やがて曲がりなりにも一端の成人になり、家庭を持つことになると、止むないギターの空白、二十数年ー
ある日の午後、家で広報誌をめくっていると、ギターとフルートの演奏会が当地であると載っていた。ギター奏者は知らぬものがないほどの名手であった。開演は何日かあとだったが、とにかく季節は立春のころで、小雪が舞う午後の三時ころだった。会場は町の文化センターで、入場すると予想以上に席が埋まっていた。仕方なく階段を一歩一歩上がりながら、ようやく見つけた席に腰を下ろしてほっとする。ほどなく観客席の照明が落ち、ステージが一段と明るくなる。まばゆいばかりの舞台の左から純白のドレスのフルート奏者、右からはまぎれもないあのギター奏者が黒い燕尾服で向かい合うように現れた。司会者の紹介があって二人はいったん退場する。再度拍手の中に現れたのは燕尾服の奏者だった。あの彫りの深い面長の彼が、ギターを片手に中央へ進み一礼をし、燕尾服の裾を気にしながらゆっくりと椅子に腰を下ろす。愛しむようにギターを抱え目を閉じる。それを食い入るように見つめ、最初の一音に耳を澄ます。
いくつかの呼吸を置いて瞼を開き、奏者がネックを握り弦に指をかけると、しんとした会場にゆるやかなアルペジオが力強く舞いあがった。その瞬間、何ということだろうか、鼻の奥がつんとして、いきなり涙が湧き上がった。こらえようのない涙は、あとからあとから噴き上げて瞼を閉じさせなかった。溢れる熱い涙は太い筋となって頬を伝い流れ、たまらず顔を仰向けるがどうにもならない。隣人に悟られてはと嗚咽を懸命にこらえるが、ぼろぼろの涙は曲が終わるまで止まず、瞬きも、拭うこともかなわぬまま頬を濡らし続けた。プログラムが進行する間中、身動きひとつできなかった。ただ残り涙の雫にひっそりまばたくだけで、舞台はぼんやりと眺めているにすぎなかった。終演になっても立ち上がる気持ちになれず、照明を避けるようにうつむいていた。いつか席を立つ人々がまばらになり、周りも数えるほどになったところで腰をあげた。
目を伏せて会場から出ると雨になっていた。はや薄暗さの漂う道を考え歩いた。あの理性の利かない一方的な熱い涙は、孤独の中でもがいていた青春時代の物悲しさが、堰を切って流れ出たものか、あるいは胸の底に沈めたはずのギターへの思いが、大きな気泡となって浮き上がったものなのか…知る由もなかった。
とぼとぼと家に帰り、箪笥の上で閉じられたままの古びたギターケースを見上げて、腕組みをしたあの早春からもう随分になる。 (完)
「未来の私に」 黒宮涼
思えば、私は泣いてばかりの人生だった。
人前で涙を流すことは幾度もあった。哀しくて泣いたり、悔しくて泣いたり、感動して泣いたり。ほっとして泣いたり。怒りながら泣いたこともあった。
私は感情を表に出すのが苦手な子どもである。嫌なことがあっても口には出さず、独りで悶々と悩んでしまう。そんな性格故に苦しんで、泣くことが大半だったように思う。
今まで書いたエッセイの中でも、たびたび泣くという言葉が出てくるのだが、いざそれをテーマにしようと思うと、なかなか出てこないものである。

§ 課題 1
抜粋本文の「いくつかの呼吸を置いて瞼を開」から始まり「思えば、私は泣いてばかりの人生だった。」まで続く部分を、「アルペジオ」を「トレモロ」に変えて書き直してもらえますか？
§ 課題 2
抜粋本文について、次の問いに答えてください。
(a) ギターとフルートの演奏会の会場はどこでしたか？
(b) 演奏会の会場から出たとき、天気はどうなっていましたか？
(c) 「未来の私に」で、書き手は自分をどんな子どもだと述べていますか？
§ 課題 3
抜粋本文の最後にある、泣くことをめぐるエッセイを、途切れたところから書き継いでもらえますか？
項目を参照しなくても解けます。

§ 提供データ
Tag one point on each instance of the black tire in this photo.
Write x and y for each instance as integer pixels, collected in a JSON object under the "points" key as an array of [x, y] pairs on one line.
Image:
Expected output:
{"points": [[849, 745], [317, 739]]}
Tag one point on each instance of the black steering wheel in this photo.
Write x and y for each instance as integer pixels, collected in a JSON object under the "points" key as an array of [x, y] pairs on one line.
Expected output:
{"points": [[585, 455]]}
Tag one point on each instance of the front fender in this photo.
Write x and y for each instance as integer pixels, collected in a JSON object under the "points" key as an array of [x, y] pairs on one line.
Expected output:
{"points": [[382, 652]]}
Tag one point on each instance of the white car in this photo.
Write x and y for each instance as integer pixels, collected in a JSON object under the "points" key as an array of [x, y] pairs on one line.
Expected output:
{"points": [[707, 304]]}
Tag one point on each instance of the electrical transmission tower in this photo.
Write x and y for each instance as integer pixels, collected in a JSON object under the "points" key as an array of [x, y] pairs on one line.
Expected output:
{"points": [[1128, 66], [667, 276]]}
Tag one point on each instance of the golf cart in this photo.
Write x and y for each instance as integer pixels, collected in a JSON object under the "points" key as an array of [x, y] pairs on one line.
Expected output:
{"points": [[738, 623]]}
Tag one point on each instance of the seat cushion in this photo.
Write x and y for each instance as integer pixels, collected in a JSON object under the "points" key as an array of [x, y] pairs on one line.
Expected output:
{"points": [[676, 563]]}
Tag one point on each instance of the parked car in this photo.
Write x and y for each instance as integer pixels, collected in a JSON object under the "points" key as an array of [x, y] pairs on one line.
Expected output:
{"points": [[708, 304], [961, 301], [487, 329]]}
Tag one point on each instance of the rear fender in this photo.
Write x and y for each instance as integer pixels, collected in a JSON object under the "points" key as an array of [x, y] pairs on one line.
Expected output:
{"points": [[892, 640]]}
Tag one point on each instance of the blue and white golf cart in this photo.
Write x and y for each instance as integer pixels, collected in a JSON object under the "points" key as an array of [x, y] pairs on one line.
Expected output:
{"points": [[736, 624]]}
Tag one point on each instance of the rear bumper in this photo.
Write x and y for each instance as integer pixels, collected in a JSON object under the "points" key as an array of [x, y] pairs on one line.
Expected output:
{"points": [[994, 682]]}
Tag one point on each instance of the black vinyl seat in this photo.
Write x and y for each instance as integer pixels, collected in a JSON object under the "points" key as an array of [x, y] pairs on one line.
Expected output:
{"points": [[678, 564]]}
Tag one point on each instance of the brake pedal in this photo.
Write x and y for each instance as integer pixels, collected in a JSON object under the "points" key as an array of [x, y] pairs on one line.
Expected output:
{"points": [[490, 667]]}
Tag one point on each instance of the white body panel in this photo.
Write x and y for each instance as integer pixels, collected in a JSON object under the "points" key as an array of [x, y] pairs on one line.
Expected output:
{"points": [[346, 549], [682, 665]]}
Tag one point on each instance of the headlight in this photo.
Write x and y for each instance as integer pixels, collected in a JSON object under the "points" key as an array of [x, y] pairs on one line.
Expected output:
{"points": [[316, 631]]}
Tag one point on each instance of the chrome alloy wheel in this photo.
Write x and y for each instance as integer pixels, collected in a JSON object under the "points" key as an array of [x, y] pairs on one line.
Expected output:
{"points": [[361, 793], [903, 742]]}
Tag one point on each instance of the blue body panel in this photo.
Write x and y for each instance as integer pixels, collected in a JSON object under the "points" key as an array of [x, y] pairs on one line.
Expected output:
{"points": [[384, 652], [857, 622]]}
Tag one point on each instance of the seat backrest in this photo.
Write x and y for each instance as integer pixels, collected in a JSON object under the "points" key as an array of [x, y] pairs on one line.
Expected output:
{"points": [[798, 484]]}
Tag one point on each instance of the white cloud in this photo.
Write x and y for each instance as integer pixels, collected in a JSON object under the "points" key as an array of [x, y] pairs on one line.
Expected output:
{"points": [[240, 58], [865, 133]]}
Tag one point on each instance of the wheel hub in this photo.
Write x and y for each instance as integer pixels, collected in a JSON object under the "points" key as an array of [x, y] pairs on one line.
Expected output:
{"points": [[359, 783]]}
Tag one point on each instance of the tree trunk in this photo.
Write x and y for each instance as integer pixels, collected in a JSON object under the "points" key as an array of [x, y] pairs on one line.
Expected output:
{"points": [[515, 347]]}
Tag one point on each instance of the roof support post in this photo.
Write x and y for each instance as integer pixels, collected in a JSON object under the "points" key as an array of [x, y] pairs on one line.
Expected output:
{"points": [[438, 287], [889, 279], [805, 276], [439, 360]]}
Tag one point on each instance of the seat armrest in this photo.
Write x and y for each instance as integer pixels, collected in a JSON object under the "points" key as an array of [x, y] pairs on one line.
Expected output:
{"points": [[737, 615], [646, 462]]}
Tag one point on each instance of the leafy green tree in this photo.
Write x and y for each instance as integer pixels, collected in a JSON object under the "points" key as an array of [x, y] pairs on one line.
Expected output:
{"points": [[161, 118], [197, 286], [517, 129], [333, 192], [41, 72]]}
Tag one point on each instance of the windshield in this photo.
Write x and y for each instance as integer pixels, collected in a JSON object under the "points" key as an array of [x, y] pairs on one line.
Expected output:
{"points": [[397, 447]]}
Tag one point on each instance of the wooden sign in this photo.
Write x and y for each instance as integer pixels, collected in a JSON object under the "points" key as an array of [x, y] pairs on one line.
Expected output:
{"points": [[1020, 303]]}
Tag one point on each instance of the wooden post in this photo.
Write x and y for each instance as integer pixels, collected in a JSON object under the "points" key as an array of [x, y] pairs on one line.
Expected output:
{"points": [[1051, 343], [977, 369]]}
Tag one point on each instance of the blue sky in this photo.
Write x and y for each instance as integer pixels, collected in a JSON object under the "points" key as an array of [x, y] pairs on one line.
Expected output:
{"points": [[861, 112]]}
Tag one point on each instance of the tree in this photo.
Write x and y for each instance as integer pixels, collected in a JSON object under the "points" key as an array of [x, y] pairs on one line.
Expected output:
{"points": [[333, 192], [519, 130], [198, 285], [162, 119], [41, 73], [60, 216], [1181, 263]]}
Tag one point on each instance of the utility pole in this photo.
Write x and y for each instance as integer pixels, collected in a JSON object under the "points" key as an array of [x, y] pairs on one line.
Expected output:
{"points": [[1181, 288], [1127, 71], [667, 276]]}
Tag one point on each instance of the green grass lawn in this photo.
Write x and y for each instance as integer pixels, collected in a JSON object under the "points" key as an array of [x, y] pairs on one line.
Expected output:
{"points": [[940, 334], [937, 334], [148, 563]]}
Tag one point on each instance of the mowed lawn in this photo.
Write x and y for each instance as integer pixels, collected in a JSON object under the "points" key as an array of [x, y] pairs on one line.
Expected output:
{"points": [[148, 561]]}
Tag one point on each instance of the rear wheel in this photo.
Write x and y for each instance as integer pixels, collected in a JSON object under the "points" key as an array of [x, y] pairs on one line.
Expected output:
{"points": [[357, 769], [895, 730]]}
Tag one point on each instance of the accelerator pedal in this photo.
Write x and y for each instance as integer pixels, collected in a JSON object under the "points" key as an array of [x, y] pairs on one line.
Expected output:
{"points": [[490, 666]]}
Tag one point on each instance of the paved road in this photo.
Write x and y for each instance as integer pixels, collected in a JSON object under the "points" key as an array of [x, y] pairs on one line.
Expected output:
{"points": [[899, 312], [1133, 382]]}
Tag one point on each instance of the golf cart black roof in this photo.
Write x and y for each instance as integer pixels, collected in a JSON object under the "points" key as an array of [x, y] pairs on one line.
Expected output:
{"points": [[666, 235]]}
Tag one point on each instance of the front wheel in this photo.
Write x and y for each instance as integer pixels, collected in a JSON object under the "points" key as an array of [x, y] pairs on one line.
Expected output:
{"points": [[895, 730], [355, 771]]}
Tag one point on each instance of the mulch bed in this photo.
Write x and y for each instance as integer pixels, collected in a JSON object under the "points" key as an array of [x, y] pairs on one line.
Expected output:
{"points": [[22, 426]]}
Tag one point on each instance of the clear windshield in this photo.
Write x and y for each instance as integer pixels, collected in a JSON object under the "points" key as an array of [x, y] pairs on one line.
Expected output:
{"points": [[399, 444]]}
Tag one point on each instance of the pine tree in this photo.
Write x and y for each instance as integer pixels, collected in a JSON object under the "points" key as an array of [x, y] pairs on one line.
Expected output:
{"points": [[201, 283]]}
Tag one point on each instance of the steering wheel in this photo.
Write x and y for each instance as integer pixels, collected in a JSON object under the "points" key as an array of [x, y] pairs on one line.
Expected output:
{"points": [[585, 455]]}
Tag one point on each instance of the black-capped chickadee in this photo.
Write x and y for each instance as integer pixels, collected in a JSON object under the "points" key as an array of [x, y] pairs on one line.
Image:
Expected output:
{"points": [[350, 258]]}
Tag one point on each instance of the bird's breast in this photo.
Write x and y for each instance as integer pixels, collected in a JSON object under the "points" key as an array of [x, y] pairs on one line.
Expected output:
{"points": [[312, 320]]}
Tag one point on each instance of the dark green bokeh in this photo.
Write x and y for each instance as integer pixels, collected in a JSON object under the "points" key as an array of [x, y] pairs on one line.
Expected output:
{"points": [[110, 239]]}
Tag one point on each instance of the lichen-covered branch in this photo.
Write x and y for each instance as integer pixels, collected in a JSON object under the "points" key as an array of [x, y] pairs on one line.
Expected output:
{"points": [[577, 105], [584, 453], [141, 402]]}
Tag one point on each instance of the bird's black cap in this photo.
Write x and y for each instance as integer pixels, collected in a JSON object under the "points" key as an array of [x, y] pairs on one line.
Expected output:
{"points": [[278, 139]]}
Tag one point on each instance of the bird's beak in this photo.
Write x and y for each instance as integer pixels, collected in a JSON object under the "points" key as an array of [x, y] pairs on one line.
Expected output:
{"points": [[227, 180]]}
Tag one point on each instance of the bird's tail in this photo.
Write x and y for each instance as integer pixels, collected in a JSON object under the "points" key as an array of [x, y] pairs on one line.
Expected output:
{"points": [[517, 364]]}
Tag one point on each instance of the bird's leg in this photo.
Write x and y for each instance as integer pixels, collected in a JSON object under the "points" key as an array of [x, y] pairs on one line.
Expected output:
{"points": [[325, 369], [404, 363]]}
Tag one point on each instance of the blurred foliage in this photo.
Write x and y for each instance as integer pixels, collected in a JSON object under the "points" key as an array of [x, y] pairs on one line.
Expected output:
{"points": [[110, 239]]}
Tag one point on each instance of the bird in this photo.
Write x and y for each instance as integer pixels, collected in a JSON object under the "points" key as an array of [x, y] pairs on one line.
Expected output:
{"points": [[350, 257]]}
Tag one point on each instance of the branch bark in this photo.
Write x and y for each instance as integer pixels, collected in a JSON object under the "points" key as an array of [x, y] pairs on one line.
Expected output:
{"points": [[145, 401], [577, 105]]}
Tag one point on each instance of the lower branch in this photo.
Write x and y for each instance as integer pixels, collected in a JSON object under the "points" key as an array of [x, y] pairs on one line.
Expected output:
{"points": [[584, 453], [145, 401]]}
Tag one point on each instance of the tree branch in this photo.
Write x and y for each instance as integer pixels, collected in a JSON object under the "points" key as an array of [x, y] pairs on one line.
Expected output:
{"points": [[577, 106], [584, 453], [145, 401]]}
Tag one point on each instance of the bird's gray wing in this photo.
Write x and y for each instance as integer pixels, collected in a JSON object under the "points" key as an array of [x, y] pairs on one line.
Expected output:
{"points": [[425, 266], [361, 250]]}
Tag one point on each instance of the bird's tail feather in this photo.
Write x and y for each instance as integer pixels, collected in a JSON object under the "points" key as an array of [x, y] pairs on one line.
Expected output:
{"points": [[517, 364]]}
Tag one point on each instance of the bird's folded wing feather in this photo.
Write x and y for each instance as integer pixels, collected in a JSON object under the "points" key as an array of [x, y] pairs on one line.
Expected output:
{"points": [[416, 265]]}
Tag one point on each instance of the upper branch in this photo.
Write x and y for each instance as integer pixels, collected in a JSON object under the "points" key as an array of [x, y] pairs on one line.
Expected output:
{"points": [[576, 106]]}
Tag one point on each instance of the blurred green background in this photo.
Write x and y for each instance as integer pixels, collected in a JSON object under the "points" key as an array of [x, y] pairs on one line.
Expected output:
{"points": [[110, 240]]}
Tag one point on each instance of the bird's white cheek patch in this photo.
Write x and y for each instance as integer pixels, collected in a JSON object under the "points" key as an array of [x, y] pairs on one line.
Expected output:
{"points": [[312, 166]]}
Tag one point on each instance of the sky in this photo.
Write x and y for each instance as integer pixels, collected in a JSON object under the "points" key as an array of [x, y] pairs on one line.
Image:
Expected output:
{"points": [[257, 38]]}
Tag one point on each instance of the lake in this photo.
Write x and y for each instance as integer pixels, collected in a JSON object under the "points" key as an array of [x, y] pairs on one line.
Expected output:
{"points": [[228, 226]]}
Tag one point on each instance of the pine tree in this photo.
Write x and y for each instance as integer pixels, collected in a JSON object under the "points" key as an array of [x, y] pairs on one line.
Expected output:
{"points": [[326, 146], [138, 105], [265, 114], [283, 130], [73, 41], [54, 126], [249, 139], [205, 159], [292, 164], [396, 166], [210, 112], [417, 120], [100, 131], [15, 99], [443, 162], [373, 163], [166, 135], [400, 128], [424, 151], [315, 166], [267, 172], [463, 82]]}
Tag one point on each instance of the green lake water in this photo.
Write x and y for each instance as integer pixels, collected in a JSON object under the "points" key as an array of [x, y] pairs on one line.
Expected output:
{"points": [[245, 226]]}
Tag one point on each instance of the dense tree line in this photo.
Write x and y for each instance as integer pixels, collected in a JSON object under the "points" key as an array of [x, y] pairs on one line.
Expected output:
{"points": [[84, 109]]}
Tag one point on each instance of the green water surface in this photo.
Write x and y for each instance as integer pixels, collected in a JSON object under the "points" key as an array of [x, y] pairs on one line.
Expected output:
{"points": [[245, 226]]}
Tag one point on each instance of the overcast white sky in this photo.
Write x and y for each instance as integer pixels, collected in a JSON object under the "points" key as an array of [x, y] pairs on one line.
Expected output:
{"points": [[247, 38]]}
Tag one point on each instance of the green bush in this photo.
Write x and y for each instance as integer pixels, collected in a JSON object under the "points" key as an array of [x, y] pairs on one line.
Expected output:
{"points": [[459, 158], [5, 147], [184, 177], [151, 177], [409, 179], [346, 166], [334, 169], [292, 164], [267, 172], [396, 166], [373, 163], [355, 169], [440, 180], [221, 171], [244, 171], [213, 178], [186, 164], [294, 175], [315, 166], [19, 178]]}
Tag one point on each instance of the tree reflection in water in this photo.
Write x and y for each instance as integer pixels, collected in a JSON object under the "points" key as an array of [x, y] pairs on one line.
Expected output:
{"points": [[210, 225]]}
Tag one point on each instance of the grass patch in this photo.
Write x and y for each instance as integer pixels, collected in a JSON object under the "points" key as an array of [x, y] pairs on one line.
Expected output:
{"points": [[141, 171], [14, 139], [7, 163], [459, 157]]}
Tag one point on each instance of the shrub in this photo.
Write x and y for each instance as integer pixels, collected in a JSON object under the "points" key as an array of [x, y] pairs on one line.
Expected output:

§ 解答例 1
いくつかの呼吸を置いて瞼を開き、奏者がネックを握り弦に指をかけると、しんとした会場にゆるやかなトレモロが力強く舞いあがった。その瞬間、何ということだろうか、鼻の奥がつんとして、いきなり涙が湧き上がった。こらえようのない涙は、あとからあとから噴き上げて瞼を閉じさせなかった。溢れる熱い涙は太い筋となって頬を伝い流れ、たまらず顔を仰向けるがどうにもならない。隣人に悟られてはと嗚咽を懸命にこらえるが、ぼろぼろの涙は曲が終わるまで止まず、瞬きも、拭うこともかなわぬまま頬を濡らし続けた。プログラムが進行する間中、身動きひとつできなかった。ただ残り涙の雫にひっそりまばたくだけで、舞台はぼんやりと眺めているにすぎなかった。終演になっても立ち上がる気持ちになれず、照明を避けるようにうつむいていた。いつか席を立つ人々がまばらになり、周りも数えるほどになったところで腰をあげた。
目を伏せて会場から出ると雨になっていた。はや薄暗さの漂う道を考え歩いた。あの理性の利かない一方的な熱い涙は、孤独の中でもがいていた青春時代の物悲しさが、堰を切って流れ出たものか、あるいは胸の底に沈めたはずのギターへの思いが、大きな気泡となって浮き上がったものなのか…知る由もなかった。
とぼとぼと家に帰り、箪笥の上で閉じられたままの古びたギターケースを見上げて、腕組みをしたあの早春からもう随分になる。 (完)
「未来の私に」 黒宮涼
思えば、私は泣いてばかりの人生だった。

§ 解答例 2
(a) 町の文化センター
(b) 雨になっていた
(c) 感情を表に出すのが苦手な子ども

§ 解答例 3
三年程前に、ある一通の手紙が届いた。
差出人は、中学三年生頃の担任の先生。それが何の手紙かは見当がつかなかった。突然何だろうと思った。
茶封筒を恐るおそる開いてみると、中から二枚の紙が出てきた。
『卒業生の皆さん、ご成人おめでとうございます』
一枚にはそんな硬い文章が綴ってあった。
成人式には出席しなかったし、そんなものとうの昔に終わっていたと思う。手紙が届いたのは式から数カ月も後だった。それは成人式に欠席した生徒たちに送っているものだったらしい。出席していたら、式で渡される予定だったのだろうか。
もう一枚に目を映した私は、驚いた。
『五年後・十年後の私へ』
そこにはそう書かれていたのだ。それは二枚折になっていて、左側には未来の私へ宛てられた手紙。右側には女の子の絵が小さく描かれていた。女の子は目を閉じていて、何かを空想しているようだったが、思い浮かべているものは何も描かれていなかった。消しゴムで消した後だけが残っている。
うっすらと記憶が蘇ってきた。確かにこれは中学の頃、私が書いたものだ。先生にこれを書いてと言われて、訳も分からず書いたものだ。
そこには、当時の私の思い描いていた未来があった。確かにあったのだ。本当にその未来が見えていたわけではないのだと思う。むしろ私の記憶では、先の見えない不安で押しつぶされそうな毎日だったはずだ。けれど子どもながらに一所懸命考えて、これを書いたのだと思った。
私は泣いた。涙が溢れてとまらなくなった。当時の私が何を考えて、何を感じていたのかはもう覚えていない。苦しくて仕方がなかったその想いだけが蘇ってきて、私は泣いた。
私が思い描いた自分。それは普通の人が手に入れるであろう、当たり前みたいな幸せだ。生きていて、仕事をして、結婚して、子どもを産んで。そんな当たり前が当時の私には夢物語だったんじゃないだろうか。そういう未来を望む傍ら、一生無理なのではないかと思っていたんじゃないだろうか。
「大丈夫だよ。あなたはこれからいろんなものを見て、いろんな経験をして。運のいい出会いをして。ちゃんと幸せになるんだよ」
もし昔の自分に出会うことが出来たなら、私は彼女にそう言ってあげたいと思う。
『諦めたらダメです。余計なことは考えないで、前向きに。泣いてもいいですよ。叫んだっていいんです。怖い顔して怒ったって……。 感情のない人間には、絶対になっていてほしくない。「幸せですか?」って聞いたら、「幸せです」って言ってほしい。』